#### Enunciado
Responda com base no texto fornecido:
1. Segundo o texto, de que trata a rubrica Estórias Made In?
2. Que idade tem Martim Galvão?
3. Quantos golos marcou Martim Galvão nos últimos cinco jogos?

#### Texto fornecido
Estórias Made In é uma rubrica do Maisfutebol que aborda o percurso de jogadores e treinadores portugueses no estrangeiro. Há um português a jogar em cada canto do mundo. Este é o espaço em que relatamos as suas vivências.

Há um português a dar cartas no futebol universitário nos Estados Unidos. Chama-se Martim Galvão, tem 21 anos, fez a formação no Sporting com Gelson Martins, Francisco Geraldes e Daniel Podence, mas uma lesão desviou-o do percurso dos companheiros e acabou por levar Martim para o outro lado do Atlântico. No passado sábado somou a sexta vitória consecutiva pela equipa de Sub-23 do Nashville, com mais um golo, desta vez na marcação de uma grande penalidade. Terá sido o menos vistoso dos quatro golos que o jovem médio ofensivo marcou nos últimos cinco jogos e que têm impressionando o «soccer» norte-americano. Golos espetaculares que levam Martim Galvão a pensar seriamente em apostar ao futebol profissional a curto prazo. As portas estão abertas para um jovem que se destaca pela apurada técnica e pela forma espontânea com que coloca a bola nas redes adversárias.

#### Linhas
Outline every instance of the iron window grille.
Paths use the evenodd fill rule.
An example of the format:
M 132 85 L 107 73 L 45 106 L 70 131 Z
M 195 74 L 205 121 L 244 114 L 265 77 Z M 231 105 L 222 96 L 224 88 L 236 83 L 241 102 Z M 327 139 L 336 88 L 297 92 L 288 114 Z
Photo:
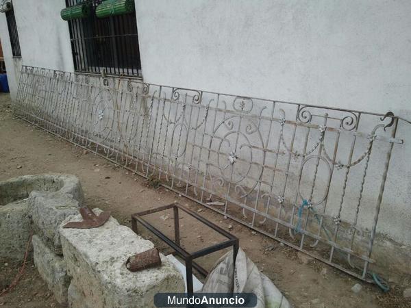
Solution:
M 18 41 L 18 34 L 17 33 L 17 25 L 16 24 L 16 16 L 14 16 L 14 10 L 10 10 L 5 12 L 5 18 L 10 38 L 12 53 L 14 57 L 21 57 L 20 42 Z
M 77 0 L 66 0 L 67 7 Z M 135 12 L 99 18 L 90 4 L 88 17 L 68 21 L 75 70 L 77 72 L 141 77 L 141 62 Z

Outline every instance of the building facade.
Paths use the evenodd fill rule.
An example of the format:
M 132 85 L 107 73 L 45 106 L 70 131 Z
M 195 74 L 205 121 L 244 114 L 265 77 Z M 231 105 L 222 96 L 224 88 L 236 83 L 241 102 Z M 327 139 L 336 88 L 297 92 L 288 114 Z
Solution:
M 103 36 L 114 37 L 104 41 L 112 49 L 97 53 L 106 58 L 104 65 L 92 59 L 97 45 L 88 51 L 75 46 L 75 29 L 60 17 L 66 6 L 64 0 L 13 1 L 21 55 L 13 55 L 6 16 L 0 14 L 12 99 L 21 65 L 29 65 L 411 118 L 409 1 L 136 1 L 136 24 L 122 27 L 127 31 L 136 26 L 138 50 L 119 43 L 112 29 L 120 26 L 112 25 L 114 32 Z M 406 137 L 409 129 L 399 127 L 399 135 Z M 393 154 L 379 222 L 384 234 L 407 245 L 410 155 L 411 140 L 406 139 Z

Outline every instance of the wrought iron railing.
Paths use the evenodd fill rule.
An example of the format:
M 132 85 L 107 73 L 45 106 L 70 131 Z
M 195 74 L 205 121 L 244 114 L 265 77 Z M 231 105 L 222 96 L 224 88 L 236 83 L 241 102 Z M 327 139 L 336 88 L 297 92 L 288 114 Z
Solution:
M 399 118 L 23 66 L 14 112 L 364 280 Z

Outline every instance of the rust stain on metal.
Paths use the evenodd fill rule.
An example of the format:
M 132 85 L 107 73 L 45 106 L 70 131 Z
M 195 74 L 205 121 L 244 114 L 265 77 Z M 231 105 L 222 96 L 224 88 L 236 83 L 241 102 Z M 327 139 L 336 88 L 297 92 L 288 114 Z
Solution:
M 161 259 L 156 248 L 137 253 L 128 258 L 125 262 L 125 267 L 130 272 L 137 272 L 160 265 Z
M 63 228 L 73 229 L 92 229 L 97 228 L 105 223 L 110 218 L 110 212 L 105 211 L 96 215 L 94 212 L 88 207 L 81 207 L 79 209 L 80 214 L 83 218 L 83 221 L 72 221 L 66 223 L 63 226 Z

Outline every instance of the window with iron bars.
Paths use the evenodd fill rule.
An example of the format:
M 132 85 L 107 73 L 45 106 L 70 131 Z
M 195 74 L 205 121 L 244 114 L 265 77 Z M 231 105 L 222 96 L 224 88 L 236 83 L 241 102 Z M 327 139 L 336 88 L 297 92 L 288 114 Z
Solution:
M 13 55 L 13 57 L 21 57 L 20 42 L 18 42 L 18 34 L 17 33 L 17 25 L 16 24 L 16 17 L 13 10 L 10 10 L 5 12 L 5 19 L 7 20 L 7 27 L 9 30 L 9 36 L 10 38 L 12 54 Z
M 88 17 L 68 21 L 75 69 L 77 72 L 141 77 L 137 22 L 134 12 L 99 18 L 91 5 Z M 67 7 L 77 0 L 66 0 Z

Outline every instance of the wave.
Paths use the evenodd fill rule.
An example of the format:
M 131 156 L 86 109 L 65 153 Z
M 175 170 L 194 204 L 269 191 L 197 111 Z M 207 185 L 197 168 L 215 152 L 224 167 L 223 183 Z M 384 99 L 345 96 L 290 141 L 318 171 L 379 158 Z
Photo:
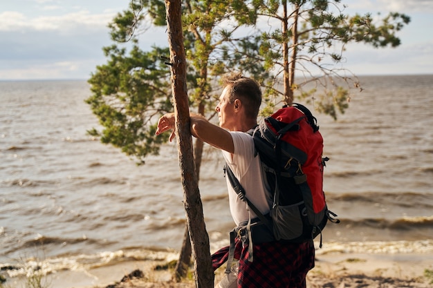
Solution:
M 344 219 L 340 218 L 341 226 L 347 229 L 363 227 L 376 229 L 392 229 L 398 231 L 416 231 L 421 229 L 433 229 L 433 216 L 402 217 L 396 220 L 389 220 L 383 218 L 364 218 L 364 219 Z M 331 227 L 328 225 L 326 227 Z M 340 227 L 341 228 L 341 227 Z
M 152 247 L 125 249 L 94 254 L 59 256 L 44 259 L 30 258 L 19 263 L 0 263 L 0 269 L 9 277 L 19 277 L 37 269 L 44 275 L 60 271 L 86 271 L 125 261 L 172 261 L 177 260 L 176 251 Z
M 8 180 L 0 181 L 0 184 L 5 185 L 8 187 L 36 187 L 39 186 L 55 186 L 58 184 L 58 183 L 59 182 L 56 180 L 35 180 L 26 178 L 10 179 Z
M 86 242 L 89 244 L 98 244 L 100 242 L 95 239 L 88 239 L 87 237 L 83 236 L 82 238 L 64 238 L 58 237 L 49 237 L 38 235 L 37 237 L 32 239 L 28 239 L 24 241 L 20 241 L 17 242 L 13 247 L 5 251 L 5 255 L 12 253 L 21 250 L 25 250 L 28 248 L 38 249 L 41 247 L 41 250 L 46 245 L 55 244 L 55 245 L 66 245 L 78 244 L 81 242 Z M 19 244 L 19 245 L 17 244 Z M 102 244 L 102 243 L 100 243 Z
M 333 193 L 326 192 L 326 199 L 330 203 L 380 203 L 391 204 L 403 208 L 433 208 L 433 197 L 431 193 L 402 192 L 382 193 L 377 191 L 362 193 Z

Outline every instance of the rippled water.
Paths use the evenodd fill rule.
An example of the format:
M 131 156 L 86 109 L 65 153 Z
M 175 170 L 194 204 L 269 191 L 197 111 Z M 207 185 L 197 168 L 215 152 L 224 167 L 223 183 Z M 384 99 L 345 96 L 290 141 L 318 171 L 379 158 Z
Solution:
M 324 189 L 342 220 L 325 230 L 325 247 L 408 241 L 414 251 L 432 249 L 433 75 L 361 81 L 365 90 L 337 122 L 317 115 L 331 158 Z M 84 81 L 0 82 L 0 266 L 40 250 L 67 267 L 73 259 L 104 262 L 103 253 L 180 248 L 176 146 L 137 166 L 86 135 L 98 125 L 84 102 L 89 95 Z M 212 151 L 205 152 L 200 191 L 215 249 L 233 222 Z

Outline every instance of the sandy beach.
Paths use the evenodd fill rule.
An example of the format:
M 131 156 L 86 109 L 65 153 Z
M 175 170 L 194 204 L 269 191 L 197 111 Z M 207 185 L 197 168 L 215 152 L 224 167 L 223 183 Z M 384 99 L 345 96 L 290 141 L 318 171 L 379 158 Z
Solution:
M 66 285 L 68 282 L 74 283 L 75 288 L 195 287 L 192 277 L 176 283 L 171 280 L 171 270 L 154 269 L 164 264 L 162 260 L 130 261 L 95 268 L 80 275 L 76 271 L 59 272 L 51 278 L 51 287 L 71 287 Z M 216 282 L 223 273 L 223 265 L 216 271 Z M 307 276 L 307 287 L 433 287 L 433 255 L 319 254 L 315 267 Z

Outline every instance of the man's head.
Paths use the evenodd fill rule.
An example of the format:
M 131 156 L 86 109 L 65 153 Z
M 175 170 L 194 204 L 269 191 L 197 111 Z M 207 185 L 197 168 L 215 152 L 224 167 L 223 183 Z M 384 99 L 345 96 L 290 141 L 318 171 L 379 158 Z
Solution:
M 261 103 L 261 91 L 253 79 L 232 75 L 223 78 L 224 89 L 215 108 L 221 127 L 248 131 L 256 124 Z
M 246 116 L 255 120 L 261 104 L 261 90 L 259 84 L 241 74 L 225 75 L 223 81 L 224 87 L 230 89 L 230 103 L 239 99 L 245 106 Z

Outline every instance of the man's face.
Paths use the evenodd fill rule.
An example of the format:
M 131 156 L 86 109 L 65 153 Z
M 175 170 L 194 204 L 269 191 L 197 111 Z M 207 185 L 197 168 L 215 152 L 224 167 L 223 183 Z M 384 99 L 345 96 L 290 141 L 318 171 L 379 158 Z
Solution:
M 218 112 L 218 119 L 219 120 L 219 126 L 230 131 L 232 131 L 235 124 L 234 119 L 234 104 L 230 103 L 229 86 L 225 86 L 221 95 L 219 97 L 219 102 L 215 111 Z

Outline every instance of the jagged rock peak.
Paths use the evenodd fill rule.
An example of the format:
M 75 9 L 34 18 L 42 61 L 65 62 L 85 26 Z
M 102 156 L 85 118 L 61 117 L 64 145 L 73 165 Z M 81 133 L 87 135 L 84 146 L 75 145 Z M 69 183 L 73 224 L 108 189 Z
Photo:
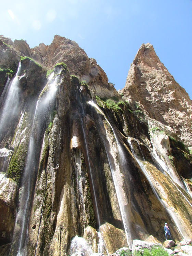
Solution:
M 121 92 L 133 108 L 137 106 L 135 110 L 143 112 L 150 129 L 159 127 L 192 145 L 192 102 L 150 43 L 139 49 Z
M 95 95 L 101 98 L 118 96 L 113 85 L 108 82 L 107 75 L 96 60 L 89 58 L 85 51 L 74 41 L 55 35 L 49 46 L 42 43 L 30 49 L 23 39 L 15 40 L 13 42 L 10 38 L 1 35 L 0 40 L 13 46 L 18 54 L 31 58 L 48 70 L 53 69 L 58 63 L 64 62 L 70 75 L 77 76 L 81 81 L 86 81 L 93 97 Z
M 145 44 L 143 43 L 141 45 L 133 61 L 133 64 L 135 65 L 138 64 L 139 62 L 144 59 L 146 60 L 147 58 L 151 59 L 152 60 L 156 63 L 161 63 L 160 60 L 155 51 L 153 46 L 149 43 Z

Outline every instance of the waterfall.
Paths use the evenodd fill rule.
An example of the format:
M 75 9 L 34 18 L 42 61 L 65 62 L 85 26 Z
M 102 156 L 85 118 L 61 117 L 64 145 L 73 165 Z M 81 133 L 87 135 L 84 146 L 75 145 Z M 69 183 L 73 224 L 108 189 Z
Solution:
M 90 177 L 91 178 L 91 184 L 92 185 L 92 187 L 93 188 L 93 197 L 94 198 L 94 201 L 95 202 L 95 208 L 96 208 L 95 209 L 96 212 L 96 213 L 97 217 L 98 218 L 99 227 L 100 227 L 100 218 L 99 217 L 99 209 L 98 208 L 98 206 L 97 205 L 97 203 L 95 192 L 95 187 L 94 186 L 94 183 L 93 182 L 93 177 L 92 176 L 91 168 L 91 165 L 90 165 L 90 161 L 89 161 L 89 153 L 88 153 L 88 150 L 87 149 L 87 141 L 86 140 L 86 137 L 85 137 L 85 130 L 84 130 L 84 129 L 83 127 L 83 120 L 82 118 L 81 118 L 81 126 L 82 126 L 82 130 L 83 131 L 84 139 L 85 144 L 85 145 L 86 153 L 87 156 L 87 159 L 88 161 L 88 164 L 89 165 L 89 170 L 90 171 Z
M 15 115 L 18 114 L 20 91 L 18 75 L 21 66 L 20 62 L 14 78 L 11 81 L 8 79 L 0 99 L 0 142 L 3 139 L 3 131 L 11 125 Z
M 110 122 L 107 118 L 106 116 L 105 116 L 103 112 L 103 111 L 101 110 L 100 108 L 96 104 L 95 104 L 95 103 L 93 101 L 89 101 L 87 102 L 87 103 L 88 104 L 90 104 L 92 106 L 94 107 L 100 113 L 101 113 L 104 116 L 106 121 L 107 122 L 108 124 L 112 129 L 112 130 L 114 134 L 114 136 L 115 136 L 115 138 L 116 142 L 117 145 L 118 150 L 119 150 L 119 154 L 121 156 L 121 157 L 124 158 L 124 160 L 125 160 L 125 162 L 126 163 L 126 161 L 125 159 L 125 157 L 124 155 L 124 153 L 122 150 L 121 146 L 119 142 L 118 139 L 116 135 L 116 133 L 114 130 L 114 129 L 113 128 L 112 125 L 111 125 Z M 124 197 L 125 197 L 125 195 L 123 194 L 123 192 L 122 191 L 122 188 L 121 188 L 121 185 L 120 184 L 119 184 L 118 182 L 118 181 L 119 179 L 119 177 L 117 177 L 116 174 L 118 168 L 118 165 L 117 165 L 116 168 L 115 168 L 115 167 L 113 166 L 112 166 L 111 163 L 111 161 L 110 160 L 110 158 L 108 152 L 108 150 L 107 150 L 106 149 L 105 143 L 103 138 L 102 138 L 105 147 L 105 151 L 107 154 L 108 162 L 112 174 L 113 183 L 114 184 L 115 191 L 117 195 L 117 200 L 119 206 L 119 208 L 121 215 L 122 220 L 125 229 L 125 233 L 126 234 L 127 244 L 128 244 L 129 247 L 130 248 L 131 248 L 132 247 L 132 241 L 130 227 L 130 220 L 129 219 L 129 217 L 128 214 L 128 212 L 129 212 L 129 210 L 125 210 L 125 207 L 124 207 L 123 204 L 123 199 Z M 114 161 L 115 162 L 115 159 L 114 159 Z M 119 177 L 120 177 L 121 175 L 119 172 L 118 174 L 119 175 Z M 127 208 L 128 208 L 128 207 L 127 207 Z M 128 210 L 130 210 L 130 209 L 128 209 Z
M 169 170 L 168 167 L 166 164 L 166 163 L 163 161 L 161 158 L 157 155 L 155 148 L 153 146 L 153 155 L 154 157 L 153 157 L 154 161 L 158 164 L 159 166 L 160 166 L 161 168 L 164 170 L 164 174 L 165 175 L 167 176 L 168 176 L 170 177 L 169 180 L 173 184 L 174 186 L 177 188 L 177 190 L 180 192 L 180 193 L 183 196 L 186 201 L 188 202 L 189 204 L 190 205 L 190 206 L 192 208 L 192 205 L 188 200 L 186 197 L 183 194 L 183 193 L 180 190 L 176 185 L 175 183 L 178 185 L 182 189 L 184 190 L 192 198 L 192 195 L 191 192 L 190 190 L 189 189 L 189 188 L 187 184 L 184 182 L 184 181 L 183 181 L 183 183 L 185 185 L 184 186 L 182 183 L 181 181 L 177 177 L 177 176 L 174 175 L 174 172 L 170 172 Z
M 172 220 L 175 222 L 176 224 L 176 226 L 177 227 L 180 233 L 183 236 L 183 238 L 188 238 L 188 234 L 187 234 L 186 231 L 183 228 L 182 223 L 179 220 L 179 218 L 177 217 L 177 214 L 175 212 L 174 209 L 172 207 L 170 207 L 166 203 L 165 201 L 164 200 L 161 199 L 159 195 L 158 195 L 157 191 L 156 190 L 155 188 L 154 187 L 153 182 L 152 182 L 152 180 L 149 174 L 148 171 L 146 169 L 144 164 L 143 164 L 142 161 L 140 160 L 137 156 L 133 148 L 131 142 L 131 138 L 130 137 L 128 138 L 127 139 L 127 141 L 129 143 L 131 150 L 133 155 L 138 163 L 139 165 L 140 166 L 140 167 L 142 170 L 143 173 L 145 175 L 145 177 L 147 179 L 148 181 L 149 184 L 150 185 L 152 189 L 152 191 L 155 195 L 157 197 L 157 198 L 161 204 L 162 205 L 165 210 L 168 212 L 169 215 L 171 216 Z M 137 142 L 138 143 L 138 141 Z M 140 149 L 141 150 L 141 149 Z M 183 194 L 181 192 L 181 191 L 179 189 L 177 186 L 175 184 L 173 181 L 172 180 L 171 178 L 169 179 L 169 180 L 170 180 L 171 182 L 173 183 L 174 185 L 176 187 L 178 190 L 181 193 L 181 194 L 183 196 L 185 200 L 188 202 L 189 204 L 190 204 L 190 206 L 191 207 L 192 206 L 191 204 L 189 202 L 189 200 L 184 196 Z
M 141 169 L 141 170 L 142 170 L 143 174 L 145 175 L 147 180 L 149 181 L 149 182 L 150 184 L 150 185 L 151 186 L 151 188 L 153 192 L 154 193 L 154 195 L 155 195 L 157 198 L 160 201 L 160 198 L 159 195 L 158 195 L 157 192 L 157 191 L 156 190 L 155 188 L 155 187 L 154 187 L 154 186 L 153 185 L 153 184 L 151 179 L 151 178 L 149 175 L 148 171 L 146 170 L 145 168 L 145 166 L 144 166 L 144 165 L 143 165 L 142 162 L 139 160 L 139 159 L 136 156 L 133 148 L 133 147 L 132 144 L 131 144 L 131 138 L 130 137 L 128 138 L 128 139 L 127 139 L 127 141 L 129 143 L 129 145 L 130 148 L 131 148 L 131 152 L 133 155 L 133 156 L 134 157 L 135 159 L 139 165 L 140 166 L 140 168 Z M 138 143 L 138 141 L 137 142 Z
M 43 132 L 46 126 L 48 126 L 48 119 L 54 102 L 57 85 L 59 83 L 59 79 L 61 80 L 61 76 L 59 74 L 57 74 L 53 81 L 50 78 L 37 103 L 22 181 L 19 210 L 16 216 L 13 236 L 14 242 L 18 245 L 17 249 L 18 256 L 27 254 L 25 245 L 28 236 L 31 201 L 37 174 L 42 135 L 44 133 Z M 20 227 L 18 232 L 18 227 Z M 15 246 L 17 246 L 17 245 L 15 244 Z
M 70 247 L 70 255 L 77 252 L 83 253 L 84 256 L 89 256 L 93 253 L 91 246 L 84 238 L 76 236 L 72 240 Z M 79 254 L 78 254 L 79 255 Z

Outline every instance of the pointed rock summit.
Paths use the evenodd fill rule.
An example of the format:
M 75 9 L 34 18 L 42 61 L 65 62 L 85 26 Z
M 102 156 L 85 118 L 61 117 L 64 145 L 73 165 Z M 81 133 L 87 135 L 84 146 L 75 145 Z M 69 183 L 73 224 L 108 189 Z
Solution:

#### Solução
1. Do percurso de jogadores e treinadores portugueses no estrangeiro.
2. 21 anos.
3. Quatro golos.